# WHAT TO DO
The records should be repeated word for word, pictures excluded.

(Records from a collection)
'''

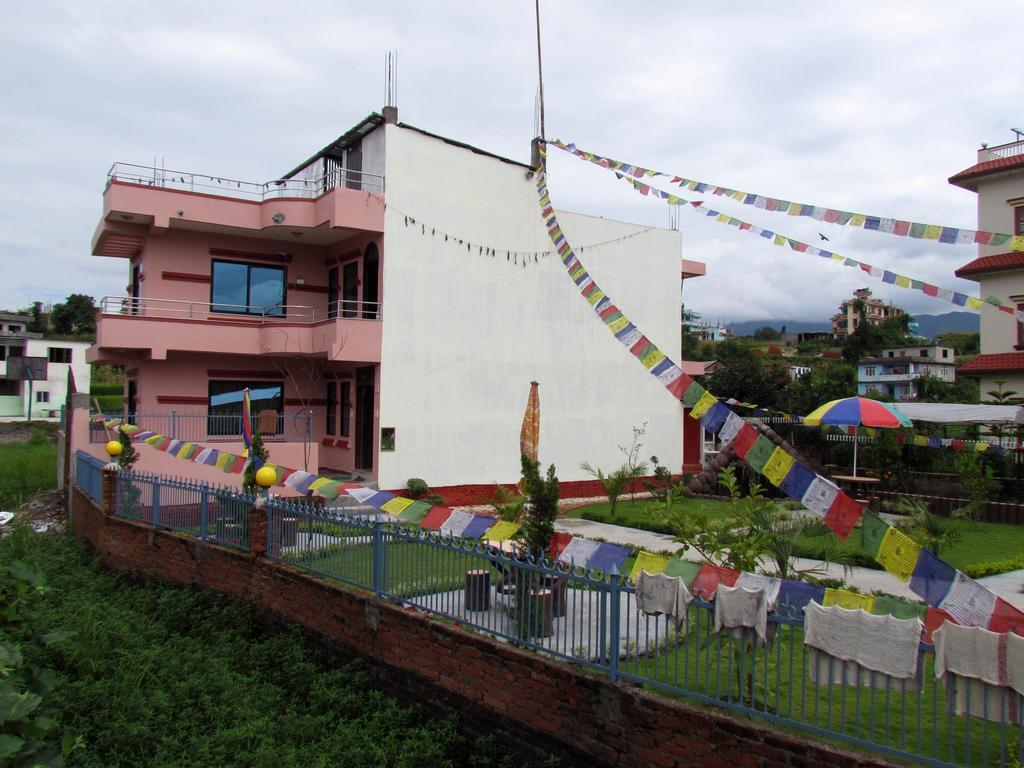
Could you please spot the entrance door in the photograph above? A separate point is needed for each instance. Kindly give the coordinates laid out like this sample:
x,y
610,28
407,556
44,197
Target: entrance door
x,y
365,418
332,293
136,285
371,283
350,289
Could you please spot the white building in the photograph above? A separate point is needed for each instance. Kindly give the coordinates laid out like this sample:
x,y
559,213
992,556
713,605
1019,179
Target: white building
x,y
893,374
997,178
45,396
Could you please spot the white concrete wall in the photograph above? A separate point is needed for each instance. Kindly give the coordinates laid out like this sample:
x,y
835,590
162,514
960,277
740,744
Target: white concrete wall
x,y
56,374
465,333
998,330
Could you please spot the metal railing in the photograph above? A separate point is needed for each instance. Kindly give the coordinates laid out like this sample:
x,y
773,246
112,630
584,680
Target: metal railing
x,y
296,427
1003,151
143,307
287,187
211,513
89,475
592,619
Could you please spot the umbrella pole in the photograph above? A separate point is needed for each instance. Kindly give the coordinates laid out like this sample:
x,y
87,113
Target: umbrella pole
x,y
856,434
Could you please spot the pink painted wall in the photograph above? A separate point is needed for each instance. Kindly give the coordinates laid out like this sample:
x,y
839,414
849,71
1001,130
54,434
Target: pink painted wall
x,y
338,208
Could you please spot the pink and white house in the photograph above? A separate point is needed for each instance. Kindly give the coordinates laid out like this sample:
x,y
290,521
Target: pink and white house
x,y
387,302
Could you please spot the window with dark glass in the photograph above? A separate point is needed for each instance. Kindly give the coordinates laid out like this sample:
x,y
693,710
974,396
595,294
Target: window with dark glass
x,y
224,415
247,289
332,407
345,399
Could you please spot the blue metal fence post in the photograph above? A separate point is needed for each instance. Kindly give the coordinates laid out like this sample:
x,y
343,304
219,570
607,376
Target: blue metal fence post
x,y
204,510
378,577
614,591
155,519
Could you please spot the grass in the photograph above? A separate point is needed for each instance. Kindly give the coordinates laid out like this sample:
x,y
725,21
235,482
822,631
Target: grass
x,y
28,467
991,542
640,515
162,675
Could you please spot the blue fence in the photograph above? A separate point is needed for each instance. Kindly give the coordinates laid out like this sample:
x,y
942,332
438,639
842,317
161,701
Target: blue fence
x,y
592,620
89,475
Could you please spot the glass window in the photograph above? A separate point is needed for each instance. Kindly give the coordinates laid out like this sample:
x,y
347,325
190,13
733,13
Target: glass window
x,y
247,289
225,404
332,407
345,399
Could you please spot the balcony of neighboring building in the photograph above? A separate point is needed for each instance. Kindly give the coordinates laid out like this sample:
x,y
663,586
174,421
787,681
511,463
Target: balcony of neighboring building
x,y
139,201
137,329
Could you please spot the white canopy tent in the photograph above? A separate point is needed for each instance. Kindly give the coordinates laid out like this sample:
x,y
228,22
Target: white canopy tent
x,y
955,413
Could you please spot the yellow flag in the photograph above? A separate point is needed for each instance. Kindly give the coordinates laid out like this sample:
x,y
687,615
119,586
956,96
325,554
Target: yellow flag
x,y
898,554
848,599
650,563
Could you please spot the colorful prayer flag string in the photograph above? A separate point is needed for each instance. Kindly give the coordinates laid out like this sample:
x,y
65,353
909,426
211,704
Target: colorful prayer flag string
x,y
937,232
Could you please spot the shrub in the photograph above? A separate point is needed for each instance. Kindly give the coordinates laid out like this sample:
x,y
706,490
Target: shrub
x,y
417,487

'''

# TASK OUTPUT
Could you please spot the entrance door in the photograph above? A separate point is needed for each instance. Kindly give the coordinates laid out like this sample:
x,y
610,28
407,556
44,197
Target: entrance door
x,y
365,418
332,293
136,285
371,283
350,289
Could you please spot the white building in the photograph above? A separate point is needed for each instance. Kindly give the coordinates laid out like this sample:
x,y
559,213
992,556
713,605
1019,179
Target: white building
x,y
893,374
997,178
45,396
Could you please spot the white concrete wall in the photograph above? A separate point is needed for each instance. Kindly give the coordinates laid out like this sample:
x,y
835,590
162,514
960,277
740,744
Target: white concrete wall
x,y
56,374
465,333
998,330
Could you please spot the metal railing in the photograph above? A separate point is needed for each instance. Kindly give the coordinates laid out like this sample:
x,y
773,246
112,630
584,680
Target: metal railing
x,y
296,427
1003,151
143,307
287,187
211,513
89,475
592,619
Could you please spot the umbrella pole in the photograph above? A separate point is needed for each instance. Kindly give the coordinates laid out like this sample:
x,y
87,113
Target: umbrella pole
x,y
856,434
Could you please spot the pink painted wall in the photograph above? A separate point is needed for each instance. Kindly give the coordinates laid out like this sample:
x,y
839,414
849,71
1001,130
54,434
Target: pink painted wall
x,y
338,208
Could you please spot the pink and white house in the photograph above? A separate point is needed for each instance. Kindly give the coordinates laid out like this sample:
x,y
290,521
Target: pink and white house
x,y
387,302
Could you please spot the window with dark glass in the photograph above? A separate point is needed for each instance. Kindly give the coordinates laid out like this sample:
x,y
693,710
974,396
595,294
Target: window with dark glass
x,y
224,415
247,289
332,407
345,399
Could you please spot the blue metal fence post in the photograph above? A separate point is needed for each instance. Kindly give the coordinates laid out like this sample:
x,y
343,304
219,570
607,376
Target: blue metal fence post
x,y
204,510
378,577
614,591
155,519
Could you please spot the grass in the photograph above? A separate point is needed for each instance. Kindly give the coordinates laid out like this sample:
x,y
725,21
235,482
822,631
Target: grass
x,y
28,467
991,542
640,515
162,675
Could you please spot the blue fence in the photograph above? A separate point is needed for each instance. Kindly give the coordinates laid out like this sample:
x,y
942,332
438,639
842,317
161,701
Target: blue fence
x,y
592,620
89,475
Could you please spot the glass window in the photograph above? A separate point is needed for each instance. Kindly give the coordinates laid out like this sample:
x,y
347,325
190,13
733,13
Target: glass window
x,y
247,289
225,404
332,407
345,399
Could you please spot the balcony of neighboring building in the photograph above? A separate point is needed for each instance. Kindly give the coordinates laid out like this sample:
x,y
663,586
174,421
787,681
511,463
Target: balcony of neighboring building
x,y
139,201
137,329
Could you please spot the white canopy tent in the photograph above? A separate point is needed for each instance. Kindly give the coordinates laid out like this sample:
x,y
228,22
Target: white canopy tent
x,y
955,413
Could you please spot the yellow flag in the photograph above? A separate point is needed for each instance. Kindly give the coordinates laid out like this sample:
x,y
687,615
119,586
956,96
325,554
Target: yellow flag
x,y
898,554
848,599
650,563
Could you please spot the colorful prayer flag string in the photograph above? A separate point is needed for each instance. Kindly give the coordinates laid out like this sample:
x,y
65,353
909,426
211,704
Target: colorful prayer flag string
x,y
937,232
Could you please spot the shrub in the photograph above? A separate point is needed for each instance. Kindly give the coordinates laid out like this sample:
x,y
706,490
Target: shrub
x,y
417,487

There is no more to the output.